<<<<

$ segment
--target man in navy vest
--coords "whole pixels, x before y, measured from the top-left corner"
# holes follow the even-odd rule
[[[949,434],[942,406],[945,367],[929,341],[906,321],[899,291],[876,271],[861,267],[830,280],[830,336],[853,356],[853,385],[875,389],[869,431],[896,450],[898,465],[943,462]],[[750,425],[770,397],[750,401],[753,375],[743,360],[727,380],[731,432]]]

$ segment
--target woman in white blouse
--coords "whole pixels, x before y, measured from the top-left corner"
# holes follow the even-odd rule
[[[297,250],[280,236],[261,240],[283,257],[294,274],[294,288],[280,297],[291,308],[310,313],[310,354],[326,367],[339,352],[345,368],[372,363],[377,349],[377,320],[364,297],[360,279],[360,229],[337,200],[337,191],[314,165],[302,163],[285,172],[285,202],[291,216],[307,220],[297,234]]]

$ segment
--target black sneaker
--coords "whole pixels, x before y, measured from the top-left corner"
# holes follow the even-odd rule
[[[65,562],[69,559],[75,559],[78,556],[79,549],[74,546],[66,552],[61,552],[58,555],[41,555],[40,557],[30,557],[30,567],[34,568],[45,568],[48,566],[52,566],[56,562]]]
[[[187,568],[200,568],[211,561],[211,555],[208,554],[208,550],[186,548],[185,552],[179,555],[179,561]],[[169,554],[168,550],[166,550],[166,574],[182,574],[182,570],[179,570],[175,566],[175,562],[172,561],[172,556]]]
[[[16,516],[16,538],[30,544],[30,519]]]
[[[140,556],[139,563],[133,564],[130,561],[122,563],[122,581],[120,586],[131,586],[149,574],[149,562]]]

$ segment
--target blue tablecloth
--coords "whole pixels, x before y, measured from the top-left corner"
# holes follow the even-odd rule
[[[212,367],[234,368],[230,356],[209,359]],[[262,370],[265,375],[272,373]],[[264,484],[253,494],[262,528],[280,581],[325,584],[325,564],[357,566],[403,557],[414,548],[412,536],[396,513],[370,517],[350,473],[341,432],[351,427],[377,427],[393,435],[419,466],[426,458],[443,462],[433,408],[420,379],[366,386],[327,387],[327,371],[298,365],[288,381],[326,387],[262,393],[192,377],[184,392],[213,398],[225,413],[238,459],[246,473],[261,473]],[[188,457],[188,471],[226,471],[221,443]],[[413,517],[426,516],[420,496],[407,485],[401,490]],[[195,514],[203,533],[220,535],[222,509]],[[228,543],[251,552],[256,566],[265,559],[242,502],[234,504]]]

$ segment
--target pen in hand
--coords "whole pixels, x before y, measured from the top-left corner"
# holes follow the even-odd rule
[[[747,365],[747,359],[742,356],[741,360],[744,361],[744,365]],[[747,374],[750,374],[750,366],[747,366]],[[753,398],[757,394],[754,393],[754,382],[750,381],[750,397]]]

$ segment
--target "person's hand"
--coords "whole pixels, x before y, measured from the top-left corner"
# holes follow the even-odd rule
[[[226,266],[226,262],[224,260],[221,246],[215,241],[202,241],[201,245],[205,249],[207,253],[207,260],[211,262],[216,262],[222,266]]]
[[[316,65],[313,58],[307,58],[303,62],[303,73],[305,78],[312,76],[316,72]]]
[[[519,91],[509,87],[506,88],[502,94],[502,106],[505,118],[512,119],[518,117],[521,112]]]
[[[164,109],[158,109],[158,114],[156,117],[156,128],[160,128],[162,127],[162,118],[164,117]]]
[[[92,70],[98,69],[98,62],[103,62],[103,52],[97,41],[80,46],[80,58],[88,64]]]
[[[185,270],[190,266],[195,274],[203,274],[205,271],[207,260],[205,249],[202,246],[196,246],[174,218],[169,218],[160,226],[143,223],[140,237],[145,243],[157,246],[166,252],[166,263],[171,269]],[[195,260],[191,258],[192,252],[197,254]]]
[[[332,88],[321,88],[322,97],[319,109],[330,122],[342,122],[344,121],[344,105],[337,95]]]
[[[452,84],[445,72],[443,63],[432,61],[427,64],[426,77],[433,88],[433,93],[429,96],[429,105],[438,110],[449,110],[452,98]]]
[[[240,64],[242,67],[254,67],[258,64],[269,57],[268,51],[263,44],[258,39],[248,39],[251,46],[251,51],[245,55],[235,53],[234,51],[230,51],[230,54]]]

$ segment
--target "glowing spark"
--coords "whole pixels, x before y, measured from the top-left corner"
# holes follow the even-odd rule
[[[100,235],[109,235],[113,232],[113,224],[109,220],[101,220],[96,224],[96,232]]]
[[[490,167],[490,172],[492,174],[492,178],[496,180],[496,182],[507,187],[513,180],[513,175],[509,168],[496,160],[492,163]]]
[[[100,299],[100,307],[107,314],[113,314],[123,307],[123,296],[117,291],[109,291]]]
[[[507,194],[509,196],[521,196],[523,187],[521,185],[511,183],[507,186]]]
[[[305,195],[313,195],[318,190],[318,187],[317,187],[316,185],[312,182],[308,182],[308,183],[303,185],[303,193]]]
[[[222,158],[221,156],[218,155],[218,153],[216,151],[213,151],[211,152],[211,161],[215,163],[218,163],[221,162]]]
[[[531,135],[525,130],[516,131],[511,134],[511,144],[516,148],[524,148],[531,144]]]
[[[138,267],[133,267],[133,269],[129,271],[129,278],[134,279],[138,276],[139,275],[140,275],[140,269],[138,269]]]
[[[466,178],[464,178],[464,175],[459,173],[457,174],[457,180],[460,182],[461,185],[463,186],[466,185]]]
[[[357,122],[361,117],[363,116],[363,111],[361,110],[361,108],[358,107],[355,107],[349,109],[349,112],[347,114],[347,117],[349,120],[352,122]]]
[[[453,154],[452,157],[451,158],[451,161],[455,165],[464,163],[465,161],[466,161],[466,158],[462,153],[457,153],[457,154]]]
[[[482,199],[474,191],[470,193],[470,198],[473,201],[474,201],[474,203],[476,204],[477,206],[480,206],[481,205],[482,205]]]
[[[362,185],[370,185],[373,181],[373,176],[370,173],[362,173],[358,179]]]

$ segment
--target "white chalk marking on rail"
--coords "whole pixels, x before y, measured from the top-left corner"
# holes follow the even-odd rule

>>>>

What is required
Output each record precisely as given.

Expected answer
$ segment
--target man in navy vest
--coords "whole pixels, x before y, measured from the top-left corner"
# holes follow the even-odd rule
[[[949,434],[942,406],[945,367],[929,341],[906,321],[899,291],[876,271],[861,267],[830,280],[830,336],[853,356],[853,385],[875,389],[869,431],[896,450],[898,465],[943,462]],[[750,425],[770,397],[750,401],[753,375],[743,360],[727,380],[731,432]]]

$ segment
--target woman in white blouse
--coords "whole pixels, x before y, measured from the top-left corner"
# holes follow the even-odd rule
[[[297,250],[280,236],[261,240],[283,257],[294,274],[294,288],[280,297],[291,308],[310,313],[310,354],[326,367],[339,352],[345,368],[372,363],[377,349],[377,320],[364,297],[360,279],[360,229],[337,200],[337,191],[314,165],[302,163],[285,172],[285,202],[291,216],[307,220],[297,234]]]

$ segment
--target black sneaker
--coords "whole pixels, x before y, measured from the top-left corner"
# holes follow the even-odd rule
[[[65,562],[69,559],[75,559],[78,556],[79,549],[74,546],[66,552],[61,552],[58,555],[41,555],[40,557],[30,557],[30,567],[34,568],[45,568],[48,566],[52,566],[56,562]]]
[[[187,568],[200,568],[211,561],[211,555],[208,554],[208,550],[186,548],[185,552],[179,555],[179,561]],[[169,554],[168,550],[166,550],[166,574],[182,574],[182,570],[179,570],[175,566],[175,562],[172,561],[172,556]]]
[[[16,516],[16,538],[30,544],[30,519]]]
[[[140,556],[139,563],[133,564],[130,561],[122,563],[122,581],[120,586],[131,586],[149,574],[149,562]]]

$ segment
--target blue tablecloth
--coords "whole pixels, x before y, measured from the top-left corner"
# holes follow the even-odd rule
[[[212,367],[234,368],[230,356],[209,359]],[[262,370],[265,375],[272,373]],[[264,484],[253,494],[262,528],[280,581],[325,584],[325,564],[357,566],[403,557],[414,548],[412,536],[396,513],[370,517],[350,473],[341,432],[351,427],[377,427],[393,435],[419,466],[426,458],[443,462],[433,408],[420,379],[366,386],[327,387],[327,371],[298,365],[288,381],[326,387],[262,393],[192,377],[184,392],[213,398],[225,413],[238,459],[246,473],[261,473]],[[188,457],[188,471],[226,471],[221,443]],[[413,517],[426,516],[420,496],[407,485],[401,490]],[[195,514],[203,533],[220,535],[222,509]],[[228,543],[251,552],[256,566],[265,559],[242,502],[234,504]]]

$ segment
--target pen in hand
--coords "whole pixels, x before y, measured from the top-left corner"
# holes follow the even-odd rule
[[[747,365],[747,359],[742,356],[741,360],[744,361],[744,365]],[[747,374],[750,374],[750,366],[747,366]],[[753,398],[757,394],[754,393],[754,382],[750,381],[750,397]]]

$ segment
--target "person's hand"
--coords "whole pixels, x before y, measured from the top-left corner"
# holes follow the even-odd rule
[[[226,266],[226,262],[224,260],[221,246],[215,241],[202,241],[201,245],[205,249],[207,253],[207,260],[211,262],[216,262],[222,266]]]
[[[316,65],[313,58],[307,58],[303,62],[303,73],[305,78],[312,76],[316,72]]]
[[[519,91],[509,87],[506,88],[502,94],[502,106],[505,118],[512,119],[518,117],[521,112]]]
[[[164,109],[158,109],[158,114],[156,117],[156,128],[160,128],[162,127],[162,118],[164,117]]]
[[[92,70],[98,69],[98,62],[103,62],[103,52],[97,41],[80,46],[80,58],[88,64]]]
[[[185,270],[190,266],[195,274],[203,274],[205,271],[207,260],[205,249],[202,246],[196,246],[174,218],[169,218],[160,226],[143,223],[140,237],[145,243],[157,246],[166,252],[166,263],[171,269]],[[195,260],[191,258],[192,252],[197,254]]]
[[[332,88],[321,88],[322,97],[319,109],[330,122],[342,122],[344,121],[344,105],[337,95]]]
[[[452,84],[445,72],[443,63],[432,61],[427,64],[426,77],[433,88],[433,93],[429,96],[429,105],[438,110],[449,110],[452,98]]]
[[[240,64],[242,67],[254,67],[258,64],[269,57],[268,51],[263,44],[258,39],[248,39],[251,46],[251,51],[245,55],[235,53],[234,51],[230,51],[230,54]]]

$ segment
--target "glowing spark"
--coords "whole pixels, x before y, measured from the top-left corner"
# holes follow the even-odd rule
[[[100,235],[109,235],[113,232],[113,224],[109,220],[101,220],[96,224],[96,232]]]
[[[490,167],[490,172],[492,174],[492,178],[496,180],[496,182],[507,187],[513,180],[513,175],[509,168],[496,160],[492,163]]]
[[[100,299],[100,307],[107,314],[113,314],[123,307],[123,296],[117,291],[109,291]]]
[[[507,194],[509,196],[521,196],[523,187],[521,185],[511,183],[507,186]]]
[[[305,195],[313,195],[318,190],[318,187],[317,187],[316,185],[312,182],[308,182],[308,183],[303,185],[303,193]]]
[[[222,158],[221,156],[218,155],[218,153],[216,151],[213,151],[211,152],[211,161],[215,163],[218,163],[221,162]]]
[[[531,135],[525,130],[516,131],[511,134],[511,144],[516,148],[524,148],[531,144]]]
[[[138,267],[133,267],[133,269],[129,271],[129,278],[134,279],[138,276],[139,275],[140,275],[140,269],[138,269]]]
[[[466,178],[464,178],[464,175],[459,173],[457,174],[457,180],[460,182],[461,185],[463,186],[466,185]]]
[[[357,122],[361,117],[363,116],[363,111],[361,110],[361,108],[358,107],[355,107],[349,109],[349,112],[347,114],[347,117],[349,120],[352,122]]]
[[[453,154],[452,157],[451,158],[451,161],[455,165],[464,163],[465,161],[466,161],[466,158],[462,153],[457,153],[457,154]]]
[[[482,199],[474,191],[470,193],[470,198],[473,201],[474,201],[474,203],[476,204],[477,206],[480,206],[481,205],[482,205]]]
[[[362,185],[370,185],[373,181],[373,176],[370,173],[362,173],[358,179]]]

$ segment
--target "white chalk marking on rail"
--coords "whole pixels, x before y, measured from the top-left corner"
# holes follow the even-odd rule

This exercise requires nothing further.